Begin EXERCISE INPUTS

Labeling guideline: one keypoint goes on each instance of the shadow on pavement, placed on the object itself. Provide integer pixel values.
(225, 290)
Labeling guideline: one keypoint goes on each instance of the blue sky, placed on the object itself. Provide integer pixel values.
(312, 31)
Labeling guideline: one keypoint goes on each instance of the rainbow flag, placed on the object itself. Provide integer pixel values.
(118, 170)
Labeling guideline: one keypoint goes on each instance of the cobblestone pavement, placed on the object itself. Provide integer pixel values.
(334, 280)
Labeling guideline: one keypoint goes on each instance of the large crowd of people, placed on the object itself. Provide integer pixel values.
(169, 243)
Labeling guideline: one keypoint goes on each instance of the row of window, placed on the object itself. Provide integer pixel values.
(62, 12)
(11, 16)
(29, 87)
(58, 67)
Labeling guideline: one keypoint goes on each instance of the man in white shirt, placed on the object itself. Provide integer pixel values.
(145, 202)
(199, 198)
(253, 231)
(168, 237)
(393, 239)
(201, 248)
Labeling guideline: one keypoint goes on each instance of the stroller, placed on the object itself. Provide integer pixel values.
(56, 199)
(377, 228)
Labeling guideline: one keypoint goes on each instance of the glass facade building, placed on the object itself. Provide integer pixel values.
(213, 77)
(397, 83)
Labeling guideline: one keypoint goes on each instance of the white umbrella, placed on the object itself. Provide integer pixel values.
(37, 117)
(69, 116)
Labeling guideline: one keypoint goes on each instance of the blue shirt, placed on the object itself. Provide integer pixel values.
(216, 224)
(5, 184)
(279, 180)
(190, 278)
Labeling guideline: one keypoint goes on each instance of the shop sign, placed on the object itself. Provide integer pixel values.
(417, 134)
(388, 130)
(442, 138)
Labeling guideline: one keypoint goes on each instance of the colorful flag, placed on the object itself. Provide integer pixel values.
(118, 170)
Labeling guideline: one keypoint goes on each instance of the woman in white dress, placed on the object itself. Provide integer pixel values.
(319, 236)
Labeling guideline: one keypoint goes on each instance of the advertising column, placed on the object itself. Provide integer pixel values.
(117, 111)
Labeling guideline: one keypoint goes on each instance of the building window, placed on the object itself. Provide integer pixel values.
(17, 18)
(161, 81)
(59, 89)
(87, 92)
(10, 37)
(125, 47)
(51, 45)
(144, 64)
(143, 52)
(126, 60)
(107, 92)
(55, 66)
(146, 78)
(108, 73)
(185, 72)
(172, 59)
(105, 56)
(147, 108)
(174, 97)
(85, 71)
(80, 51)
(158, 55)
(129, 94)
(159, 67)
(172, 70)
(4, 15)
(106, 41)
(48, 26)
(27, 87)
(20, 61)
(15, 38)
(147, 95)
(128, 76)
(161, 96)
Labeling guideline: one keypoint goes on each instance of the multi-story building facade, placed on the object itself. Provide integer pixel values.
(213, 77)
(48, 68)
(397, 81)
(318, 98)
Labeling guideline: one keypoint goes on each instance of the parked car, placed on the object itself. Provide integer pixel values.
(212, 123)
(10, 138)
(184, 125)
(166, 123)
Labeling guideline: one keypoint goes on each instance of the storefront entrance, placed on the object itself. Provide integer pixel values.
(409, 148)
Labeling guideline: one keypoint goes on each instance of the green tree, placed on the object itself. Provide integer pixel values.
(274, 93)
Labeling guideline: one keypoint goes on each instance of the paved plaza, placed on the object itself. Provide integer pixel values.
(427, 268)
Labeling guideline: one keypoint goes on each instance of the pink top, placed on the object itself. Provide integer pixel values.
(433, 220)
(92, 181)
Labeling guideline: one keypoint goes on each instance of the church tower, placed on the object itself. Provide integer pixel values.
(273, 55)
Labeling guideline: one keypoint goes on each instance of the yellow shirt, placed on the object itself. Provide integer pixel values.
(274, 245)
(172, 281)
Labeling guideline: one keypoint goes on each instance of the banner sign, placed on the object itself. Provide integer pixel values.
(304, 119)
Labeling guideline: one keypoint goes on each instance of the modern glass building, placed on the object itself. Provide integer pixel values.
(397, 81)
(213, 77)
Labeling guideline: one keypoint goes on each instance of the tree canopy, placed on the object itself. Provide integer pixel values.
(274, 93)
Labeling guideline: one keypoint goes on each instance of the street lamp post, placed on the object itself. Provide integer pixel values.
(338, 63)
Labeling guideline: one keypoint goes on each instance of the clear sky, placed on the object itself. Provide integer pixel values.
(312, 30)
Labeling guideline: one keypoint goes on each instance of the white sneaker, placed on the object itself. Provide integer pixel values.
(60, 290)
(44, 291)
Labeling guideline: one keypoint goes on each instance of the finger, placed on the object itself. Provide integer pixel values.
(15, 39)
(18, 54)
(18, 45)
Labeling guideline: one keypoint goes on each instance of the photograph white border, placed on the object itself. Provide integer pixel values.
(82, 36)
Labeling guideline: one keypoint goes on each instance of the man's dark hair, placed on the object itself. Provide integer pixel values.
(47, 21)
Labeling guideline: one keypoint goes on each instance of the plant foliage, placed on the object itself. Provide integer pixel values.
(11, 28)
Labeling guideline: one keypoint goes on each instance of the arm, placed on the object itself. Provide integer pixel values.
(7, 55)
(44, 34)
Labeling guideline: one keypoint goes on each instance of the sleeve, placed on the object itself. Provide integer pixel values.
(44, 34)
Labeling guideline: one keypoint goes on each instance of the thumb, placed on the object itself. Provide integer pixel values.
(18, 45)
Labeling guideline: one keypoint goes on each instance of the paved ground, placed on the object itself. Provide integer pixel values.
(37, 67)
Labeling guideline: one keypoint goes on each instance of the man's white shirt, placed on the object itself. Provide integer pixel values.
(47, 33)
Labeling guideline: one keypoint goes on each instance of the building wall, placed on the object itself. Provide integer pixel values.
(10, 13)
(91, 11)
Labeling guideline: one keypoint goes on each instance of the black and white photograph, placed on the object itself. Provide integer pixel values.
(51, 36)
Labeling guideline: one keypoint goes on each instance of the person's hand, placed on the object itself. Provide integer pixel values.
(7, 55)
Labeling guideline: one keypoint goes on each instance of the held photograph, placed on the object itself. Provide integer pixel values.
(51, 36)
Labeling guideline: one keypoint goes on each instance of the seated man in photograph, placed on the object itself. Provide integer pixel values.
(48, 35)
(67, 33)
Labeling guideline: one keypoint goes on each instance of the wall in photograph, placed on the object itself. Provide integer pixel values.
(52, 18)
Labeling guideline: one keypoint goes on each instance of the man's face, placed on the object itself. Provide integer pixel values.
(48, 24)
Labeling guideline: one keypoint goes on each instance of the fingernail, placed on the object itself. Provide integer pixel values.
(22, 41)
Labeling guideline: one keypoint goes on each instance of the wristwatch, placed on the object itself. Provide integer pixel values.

End EXERCISE INPUTS

**TASK GOAL**
Make an exact copy of the material above.

**FINAL RESULT**
Labeling guideline: one keypoint goes on each instance of the shadow on pavement, placed on the object itself. Provide integer pixel values.
(225, 290)
Labeling guideline: one keypoint goes on each instance of the blue sky, placed on the object itself. Provide integer pixel values.
(312, 31)
Labeling guideline: one keypoint goes on each instance of the rainbow flag, placed on the object itself. Provide integer pixel values.
(118, 170)
Labeling guideline: one keypoint goes on each instance of the cobblestone pavement, placed on the object itself. Provide integer pixel values.
(334, 280)
Labeling guideline: one keypoint goes on each instance of the large crowd of people, placed on the object itself. Provide integer pixel values.
(169, 243)
Labeling guideline: one keypoint goes on each instance of the row of window, placed on the object itself. Provide integer pixel values.
(62, 12)
(11, 16)
(29, 87)
(58, 67)
Labeling guideline: one keypoint goes on each instance of the man in white shirt, placed on the object itself. Provide integer pixel values.
(145, 202)
(199, 198)
(253, 231)
(168, 237)
(393, 239)
(201, 248)
Labeling guideline: one keypoint goes on each instance of the stroller, placed on the object itself. Provide integer pixel values.
(56, 199)
(377, 228)
Labeling guideline: one keypoint goes on each instance of the glass facade building, placed on the object itself. Provide integer pixel values.
(213, 77)
(397, 83)
Labeling guideline: one keypoint goes on each instance of the white umbrella, placed on the object itself. Provide integer pixel values.
(37, 117)
(69, 116)
Labeling guideline: one keypoint goes on each instance of the blue shirt, placed on the object itself. Provide integer pixel values.
(216, 224)
(5, 184)
(279, 180)
(190, 278)
Labeling guideline: one keypoint goes on each instance of the shop sign, placed on the object itself. Provide integer pixel values.
(417, 134)
(388, 130)
(442, 138)
Labeling guideline: one keypoint goes on each instance of the colorful flag, placed on the object itself. Provide integer pixel values.
(118, 170)
Labeling guideline: one keypoint goes on each instance of the woman in white dress, placed on the object itself. Provide integer pixel values.
(319, 236)
Labeling guideline: one keypoint goes on each instance of the advertising column, placed on the object itself. Provide integer pixel values.
(117, 111)
Labeling guideline: one keypoint goes on each instance of the building window, placed on the object itself. Provide integer pixel values.
(17, 18)
(161, 81)
(59, 89)
(87, 92)
(10, 37)
(125, 47)
(51, 45)
(144, 64)
(143, 52)
(126, 60)
(107, 92)
(55, 66)
(146, 78)
(108, 73)
(185, 72)
(172, 59)
(105, 56)
(147, 108)
(174, 97)
(85, 71)
(80, 51)
(158, 55)
(129, 94)
(159, 67)
(172, 70)
(4, 15)
(106, 41)
(48, 26)
(27, 87)
(20, 61)
(15, 38)
(147, 95)
(128, 76)
(161, 96)
Labeling guideline: one keypoint goes on each instance of the multi-story building facade, placed on the object itself. Provide integer pixel values.
(213, 77)
(48, 68)
(397, 81)
(318, 98)
Labeling guideline: one keypoint goes on each instance of the parked car, placed on the object itself. Provide integer pixel values.
(212, 123)
(10, 138)
(184, 125)
(166, 123)
Labeling guideline: one keypoint goes on each instance of the storefront entrance, placed on the object itself. Provide integer pixel values.
(409, 148)
Labeling guideline: one keypoint goes on each instance of the green tree, placed on the object itself. Provide integer pixel values.
(274, 93)
Labeling guideline: one keypoint goes on each instance of the paved plaza, placed on the object itself. Provide integer pixel values.
(427, 268)
Labeling guideline: one keypoint goes on each instance of the pink top, placed on the object itself. Provide integer pixel values.
(433, 220)
(92, 181)
Labeling guideline: one keypoint goes on each instance of the church tower, placed on the object itself. Provide integer pixel values.
(273, 55)
Labeling guideline: one keypoint goes on each instance of the yellow shirt, placed on the object itself. Provide integer pixel values.
(274, 245)
(172, 281)
Labeling guideline: one keypoint goes on each instance of the banner sign, placed on the object itself. Provide integer pixel values.
(304, 119)
Labeling guideline: one keypoint goes on each instance of the modern glass building, placed on the object itself. Provide integer pixel values.
(397, 81)
(213, 77)
Labeling guideline: one keypoint goes on each instance of the tree canopy, placed on the object itself. Provide integer pixel values.
(274, 93)
Labeling guideline: one keypoint goes on each instance of the street lamp post, placed on the object itself. Provide integer pixel values.
(338, 63)
Labeling guideline: one keypoint goes on each instance of the clear sky, placed on the object itself. Provide integer pixel values.
(312, 30)
Labeling guideline: one keypoint goes on each instance of the white sneaker, placed on the object itself. Provide integer pixel values.
(60, 290)
(44, 291)
Labeling guideline: one keypoint goes on each instance of the finger, placed on the object itself. Provide integer pixel values.
(15, 39)
(18, 54)
(18, 45)
Labeling guideline: one keypoint goes on each instance of the photograph white border, placed on the object itself. Provide integer pixel values.
(82, 36)
Labeling guideline: one keypoint goes on each instance of the man's dark hair, placed on the object itself. Provide integer pixel values.
(47, 21)
Labeling guideline: one keypoint goes on each instance of the plant foliage, placed on the object itself. Provide integer pixel values.
(11, 28)
Labeling guideline: one keypoint goes on each instance of the arm, placed on the object itself. Provide integer pixel values.
(7, 55)
(44, 34)
Labeling guideline: one keypoint goes on each instance of the sleeve, placed on the object itself. Provide integer pixel values.
(44, 34)
Labeling guideline: one keypoint goes on each instance of the thumb, placed on the object itself. Provide integer pixel values.
(18, 45)
Labeling guideline: one keypoint goes on each instance of the paved ground, placed on the object itself. Provide integer pixel values.
(37, 67)
Labeling guideline: one keypoint goes on each instance of the man's white shirt, placed on the object itself. Provide integer pixel values.
(47, 33)
Labeling guideline: one keypoint goes on each instance of the building wall, placed on the object itself. Provide integer pixel values.
(10, 13)
(91, 11)
Labeling guideline: one keypoint goes on each instance of the black and white photograph, placed on the object itself. Provide integer pixel values.
(51, 36)
Labeling guideline: one keypoint goes on each instance of the person's hand, placed on the object itself. Provide integer pixel values.
(7, 55)
Labeling guideline: one keypoint goes on each instance of the held photograph, placed on the object itself. Provide integer pixel values.
(51, 36)
Labeling guideline: one keypoint goes on each instance of the seated man in photograph, placed on the object itself. Provide integer pixel values.
(48, 35)
(67, 33)
Labeling guideline: one keypoint goes on each instance of the wall in photograph, placed on the object itself. Provide integer pixel values.
(52, 18)
Labeling guideline: one keypoint goes on each instance of the man's face, placed on the object itself. Provide integer pixel values.
(48, 24)
Labeling guideline: one keypoint goes on each instance of the fingernail, placed on the object itself. Provide integer pixel values.
(22, 41)
Labeling guideline: one keypoint goes on each instance of the wristwatch, placed on the object itself. Provide integer pixel values.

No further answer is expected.